### [Task directions]
Transcribe each line of the records below exactly, excluding any embedded images.

start

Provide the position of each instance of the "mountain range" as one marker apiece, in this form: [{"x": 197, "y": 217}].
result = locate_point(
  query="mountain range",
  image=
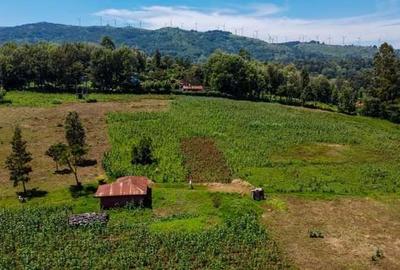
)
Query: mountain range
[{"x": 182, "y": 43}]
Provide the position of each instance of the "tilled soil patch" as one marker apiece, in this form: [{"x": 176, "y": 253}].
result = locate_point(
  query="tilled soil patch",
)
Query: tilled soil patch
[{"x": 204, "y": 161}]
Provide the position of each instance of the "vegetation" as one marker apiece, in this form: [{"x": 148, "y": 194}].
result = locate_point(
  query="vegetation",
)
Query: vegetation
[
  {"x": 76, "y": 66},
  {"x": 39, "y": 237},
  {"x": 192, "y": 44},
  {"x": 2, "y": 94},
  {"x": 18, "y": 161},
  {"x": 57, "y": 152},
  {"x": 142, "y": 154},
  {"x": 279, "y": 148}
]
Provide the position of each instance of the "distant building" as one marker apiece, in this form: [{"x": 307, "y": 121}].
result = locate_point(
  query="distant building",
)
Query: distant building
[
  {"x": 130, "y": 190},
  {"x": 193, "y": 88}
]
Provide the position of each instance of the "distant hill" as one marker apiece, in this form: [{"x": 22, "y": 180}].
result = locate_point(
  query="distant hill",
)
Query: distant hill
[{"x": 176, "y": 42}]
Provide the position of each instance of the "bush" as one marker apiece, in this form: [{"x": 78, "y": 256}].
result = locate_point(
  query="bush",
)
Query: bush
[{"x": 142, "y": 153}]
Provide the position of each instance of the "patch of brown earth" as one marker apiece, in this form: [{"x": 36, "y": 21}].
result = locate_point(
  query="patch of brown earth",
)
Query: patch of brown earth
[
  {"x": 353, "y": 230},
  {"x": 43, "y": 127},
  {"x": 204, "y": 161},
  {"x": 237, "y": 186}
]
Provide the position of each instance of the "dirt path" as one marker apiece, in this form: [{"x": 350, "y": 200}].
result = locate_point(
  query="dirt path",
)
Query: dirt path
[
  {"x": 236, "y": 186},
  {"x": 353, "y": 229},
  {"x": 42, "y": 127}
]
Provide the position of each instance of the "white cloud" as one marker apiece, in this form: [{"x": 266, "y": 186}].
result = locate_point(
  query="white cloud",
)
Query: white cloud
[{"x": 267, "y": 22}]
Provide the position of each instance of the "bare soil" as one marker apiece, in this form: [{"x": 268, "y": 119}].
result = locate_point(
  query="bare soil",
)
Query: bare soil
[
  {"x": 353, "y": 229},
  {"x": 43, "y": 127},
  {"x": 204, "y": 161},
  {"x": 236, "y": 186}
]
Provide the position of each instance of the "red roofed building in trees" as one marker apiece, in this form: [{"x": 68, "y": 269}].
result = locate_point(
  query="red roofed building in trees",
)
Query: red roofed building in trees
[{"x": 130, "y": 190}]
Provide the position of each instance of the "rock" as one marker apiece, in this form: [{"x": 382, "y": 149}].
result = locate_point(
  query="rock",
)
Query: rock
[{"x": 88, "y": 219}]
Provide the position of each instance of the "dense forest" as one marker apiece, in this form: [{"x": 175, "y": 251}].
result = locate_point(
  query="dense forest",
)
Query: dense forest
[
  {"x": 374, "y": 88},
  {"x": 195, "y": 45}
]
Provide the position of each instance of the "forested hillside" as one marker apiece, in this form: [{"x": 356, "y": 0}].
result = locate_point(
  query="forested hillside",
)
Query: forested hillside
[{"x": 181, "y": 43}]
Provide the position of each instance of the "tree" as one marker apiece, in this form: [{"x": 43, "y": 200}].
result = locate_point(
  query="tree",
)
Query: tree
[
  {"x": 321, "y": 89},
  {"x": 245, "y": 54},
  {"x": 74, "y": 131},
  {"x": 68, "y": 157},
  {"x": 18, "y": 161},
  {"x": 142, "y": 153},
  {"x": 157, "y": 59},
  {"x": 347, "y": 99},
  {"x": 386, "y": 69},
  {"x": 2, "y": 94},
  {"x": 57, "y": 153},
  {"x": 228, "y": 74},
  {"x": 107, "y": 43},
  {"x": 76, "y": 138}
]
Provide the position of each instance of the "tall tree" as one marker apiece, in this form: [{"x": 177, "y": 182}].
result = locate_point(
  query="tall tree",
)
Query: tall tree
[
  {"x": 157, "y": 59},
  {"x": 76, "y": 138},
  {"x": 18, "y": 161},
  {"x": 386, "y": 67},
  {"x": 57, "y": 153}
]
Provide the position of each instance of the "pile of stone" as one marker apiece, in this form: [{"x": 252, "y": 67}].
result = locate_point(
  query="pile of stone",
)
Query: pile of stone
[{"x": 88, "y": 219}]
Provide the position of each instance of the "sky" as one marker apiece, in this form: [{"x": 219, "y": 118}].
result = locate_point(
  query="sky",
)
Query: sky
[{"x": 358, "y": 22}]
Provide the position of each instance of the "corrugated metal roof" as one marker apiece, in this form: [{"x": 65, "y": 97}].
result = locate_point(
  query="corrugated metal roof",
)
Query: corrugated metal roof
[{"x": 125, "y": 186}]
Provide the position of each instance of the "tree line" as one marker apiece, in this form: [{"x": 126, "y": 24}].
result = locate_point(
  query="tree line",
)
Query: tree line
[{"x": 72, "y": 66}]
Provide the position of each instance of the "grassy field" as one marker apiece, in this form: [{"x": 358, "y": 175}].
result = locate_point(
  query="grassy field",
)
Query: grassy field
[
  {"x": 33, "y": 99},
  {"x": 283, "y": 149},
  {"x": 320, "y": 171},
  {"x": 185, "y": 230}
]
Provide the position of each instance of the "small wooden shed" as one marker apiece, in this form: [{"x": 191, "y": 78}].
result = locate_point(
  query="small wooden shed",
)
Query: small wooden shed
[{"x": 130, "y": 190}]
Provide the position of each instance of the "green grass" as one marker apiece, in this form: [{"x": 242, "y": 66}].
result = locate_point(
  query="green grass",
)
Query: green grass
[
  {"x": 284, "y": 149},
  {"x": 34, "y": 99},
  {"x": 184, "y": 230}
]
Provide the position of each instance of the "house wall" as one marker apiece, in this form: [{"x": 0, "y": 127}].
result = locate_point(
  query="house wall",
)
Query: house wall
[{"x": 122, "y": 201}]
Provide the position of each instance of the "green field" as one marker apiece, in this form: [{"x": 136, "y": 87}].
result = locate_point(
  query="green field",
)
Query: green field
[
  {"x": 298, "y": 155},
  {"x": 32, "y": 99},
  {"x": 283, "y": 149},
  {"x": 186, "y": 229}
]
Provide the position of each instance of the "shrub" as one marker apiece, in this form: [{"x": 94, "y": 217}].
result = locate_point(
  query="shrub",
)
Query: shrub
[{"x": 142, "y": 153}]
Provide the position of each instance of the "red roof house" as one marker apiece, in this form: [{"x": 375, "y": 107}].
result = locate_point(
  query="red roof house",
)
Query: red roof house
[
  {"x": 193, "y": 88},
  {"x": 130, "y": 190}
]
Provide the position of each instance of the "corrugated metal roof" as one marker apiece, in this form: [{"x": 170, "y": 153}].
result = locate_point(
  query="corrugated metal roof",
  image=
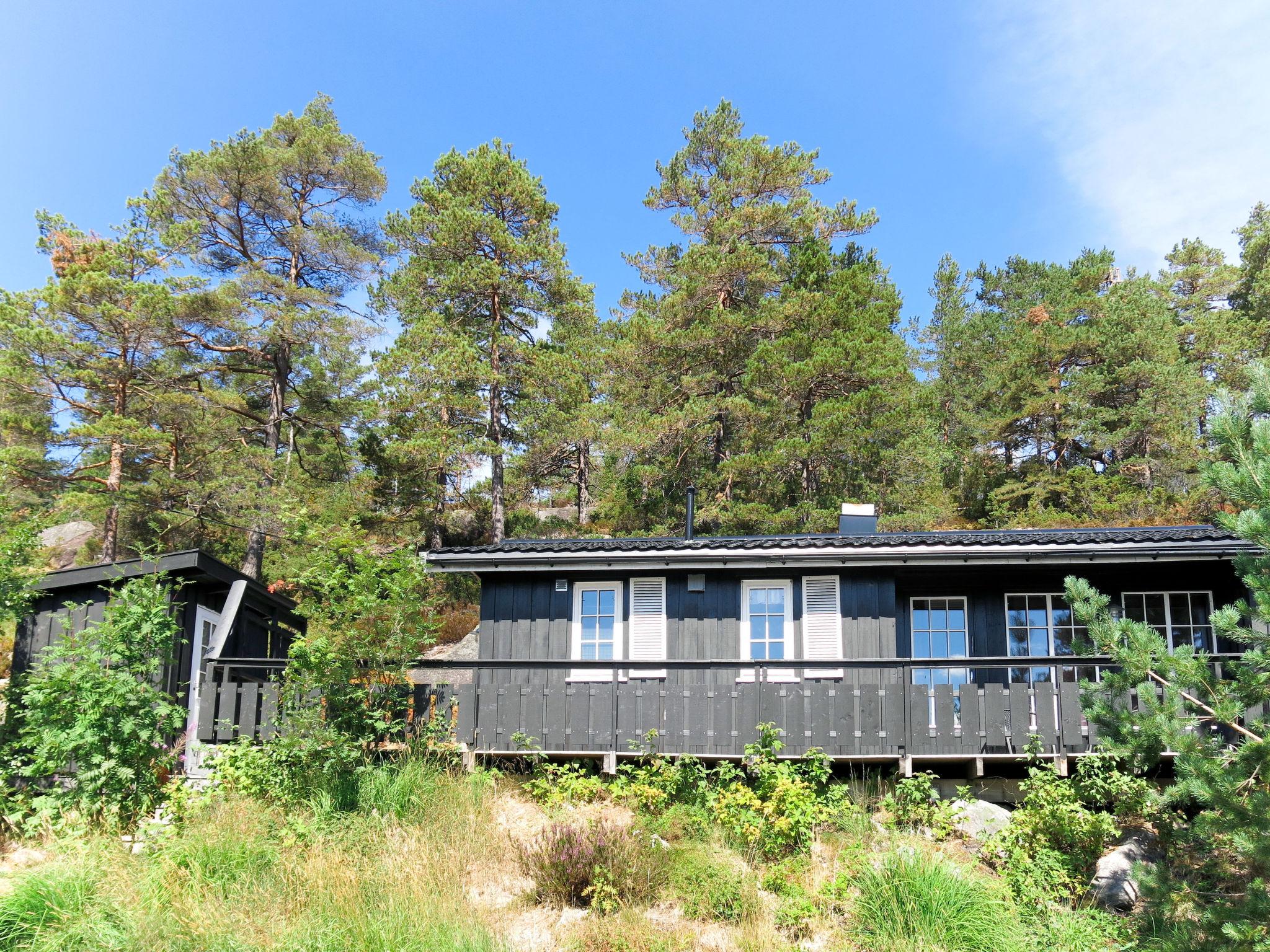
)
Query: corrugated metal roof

end

### [Complete answer]
Provide the position of each instance of the "mountain range" as one marker apiece, in this form: [{"x": 197, "y": 217}].
result = locate_point(
  query="mountain range",
  image=
)
Query: mountain range
[{"x": 182, "y": 43}]
Provide the position of each instance of the "tilled soil patch" as one marker apiece, in this form: [{"x": 176, "y": 253}].
result = locate_point(
  query="tilled soil patch",
)
Query: tilled soil patch
[{"x": 204, "y": 161}]
Provide the position of each instance of the "vegetation" as one marker apiece, in this form: [{"x": 148, "y": 194}].
result = locate_point(
  query="vegetation",
)
Query: vegetation
[
  {"x": 76, "y": 66},
  {"x": 39, "y": 237},
  {"x": 192, "y": 44},
  {"x": 2, "y": 94},
  {"x": 18, "y": 161},
  {"x": 57, "y": 152},
  {"x": 142, "y": 154},
  {"x": 279, "y": 148}
]
Provide the position of each instance of the "distant building" as one marker apiece, in this form: [{"x": 307, "y": 121}].
result = locate_point(
  query="distant building",
)
Query: distant building
[
  {"x": 130, "y": 190},
  {"x": 193, "y": 88}
]
Provide the position of each instance of the "distant hill" as one marker apiece, in this form: [{"x": 22, "y": 180}].
result = locate_point(
  query="distant hill",
)
Query: distant hill
[{"x": 176, "y": 42}]
Provide the position of each instance of the "bush" as one marker apiece, in this form: [{"x": 78, "y": 256}].
result = locate_point(
  query="bush",
)
Query: bush
[{"x": 142, "y": 153}]
Provide the position of each instance of the "patch of brown earth" as one marker apiece, in this form: [{"x": 36, "y": 21}].
result = locate_point(
  query="patch of brown earth",
)
Query: patch of brown earth
[
  {"x": 353, "y": 230},
  {"x": 43, "y": 127},
  {"x": 204, "y": 161},
  {"x": 237, "y": 186}
]
Provide the position of each instance of the "dirt path" as one marker apiece, in this form: [{"x": 350, "y": 200}].
result = locate_point(
  query="dirt path",
)
Query: dirt path
[
  {"x": 236, "y": 186},
  {"x": 353, "y": 229},
  {"x": 42, "y": 127}
]
Provide the position of each instance of the "white cloud" as one marker apiece, in this form: [{"x": 266, "y": 186}].
result = locate_point(
  query="white cloud",
)
Query: white cloud
[{"x": 267, "y": 22}]
Provide the position of each instance of the "bare soil" as one marker apiece, in this form: [{"x": 268, "y": 119}].
result = locate_point(
  query="bare soil",
)
Query: bare soil
[
  {"x": 353, "y": 229},
  {"x": 43, "y": 127},
  {"x": 204, "y": 161},
  {"x": 236, "y": 186}
]
Provide the position of each instance of the "red roofed building in trees" as one marker apiece, in this form: [{"x": 68, "y": 269}].
result = locate_point(
  query="red roofed building in trees",
)
Query: red roofed building in trees
[{"x": 130, "y": 190}]
Provide the position of each instance of the "rock" as one marker apiece, in this form: [{"x": 382, "y": 149}].
result = locate_point(
  query="rock",
)
Query: rock
[{"x": 88, "y": 219}]
Provide the position of each instance of the "dense forest" as one marker apiece, in this form: [{"x": 175, "y": 251}].
result = locate_point(
  query="dense forest",
)
Query: dense forest
[
  {"x": 374, "y": 88},
  {"x": 195, "y": 45}
]
Provide the position of each instance of the "forested hillside" as one marker apiece, in this form: [{"x": 356, "y": 0}].
result = locate_point(
  query="forested hillside",
)
Query: forested hillside
[{"x": 181, "y": 43}]
Provide the position of each instance of the "tree" as one marker apiece, in this form: [{"x": 43, "y": 200}].
result = locate_point(
  query="tree",
)
Query: tree
[
  {"x": 321, "y": 89},
  {"x": 245, "y": 54},
  {"x": 74, "y": 131},
  {"x": 68, "y": 157},
  {"x": 18, "y": 161},
  {"x": 142, "y": 153},
  {"x": 157, "y": 59},
  {"x": 347, "y": 99},
  {"x": 386, "y": 69},
  {"x": 2, "y": 94},
  {"x": 57, "y": 153},
  {"x": 228, "y": 74},
  {"x": 107, "y": 43},
  {"x": 76, "y": 138}
]
Provide the position of each instance of the "tall tree" as one marker apiece, in this form: [{"x": 177, "y": 182}].
result = locate_point(
  query="tall tree",
)
Query: tall tree
[
  {"x": 157, "y": 59},
  {"x": 76, "y": 138},
  {"x": 18, "y": 161},
  {"x": 386, "y": 67},
  {"x": 57, "y": 153}
]
Provide the position of each instance of the "pile of stone" as one marker apiece, in this form: [{"x": 252, "y": 67}].
result = locate_point(
  query="pile of stone",
)
Query: pile of stone
[{"x": 88, "y": 219}]
Provide the position of each instance of the "sky" as one marker apiece, in this form: [{"x": 219, "y": 118}].
result = locate_point(
  query="sky",
)
Query: sky
[{"x": 358, "y": 22}]
Provide the position of each instance of the "corrugated metal roof" as one marker apiece, in this form: [{"x": 65, "y": 97}].
result = locate_point(
  query="corrugated metal roof",
)
Query: corrugated metal roof
[{"x": 125, "y": 186}]
Provide the position of each instance of the "tree line" as one marker apiece, in this form: [{"x": 126, "y": 24}].
result = locate_point(
  query="tree line",
)
Query: tree line
[{"x": 72, "y": 66}]
Provide the position of each instance of the "grassy field" as one marker apiece, in this form: [{"x": 358, "y": 175}].
result = locate_point(
  query="grassy field",
)
Query: grassy field
[
  {"x": 33, "y": 99},
  {"x": 283, "y": 149},
  {"x": 320, "y": 171},
  {"x": 185, "y": 230}
]
Provide the position of each instance of the "small wooden shed" as one marker apiece, in this form: [{"x": 191, "y": 78}].
result = locate_point(
  query="small wooden shed",
)
Query: small wooden shed
[{"x": 130, "y": 190}]
Provide the position of each instance of the "green grass" as one marker apiece, in this form: [{"x": 242, "y": 66}].
result = locate_point(
  query="green grass",
)
Query: green grass
[
  {"x": 284, "y": 149},
  {"x": 34, "y": 99},
  {"x": 184, "y": 230}
]
Provide the position of each instance of the "house wall" as one marker apiece, in this form: [{"x": 0, "y": 127}].
result = locate_point(
  query="house wall",
)
Query: house wall
[{"x": 122, "y": 201}]
Provide the position of each instance of the "green field" as one marker apiece, in this form: [{"x": 136, "y": 87}].
result = locate_point(
  query="green field",
)
Query: green field
[
  {"x": 298, "y": 155},
  {"x": 32, "y": 99},
  {"x": 283, "y": 149},
  {"x": 186, "y": 229}
]
Provide the position of each instance of the "shrub" as one marker apiece, in this form: [{"x": 94, "y": 217}].
result = locate_point(
  query="shrub",
)
Query: shrub
[{"x": 142, "y": 153}]
Provide the position of each instance of the "red roof house" as one marker apiece, in this form: [{"x": 375, "y": 107}].
result = locate_point(
  query="red roof house",
)
Query: red roof house
[
  {"x": 193, "y": 88},
  {"x": 130, "y": 190}
]
Provide the position of each instance of the "corrugated metal roof" as one marker apiece, in this form: [{"x": 170, "y": 153}].
result = locate_point(
  query="corrugated metal roof",
  image=
)
Query: corrugated metal roof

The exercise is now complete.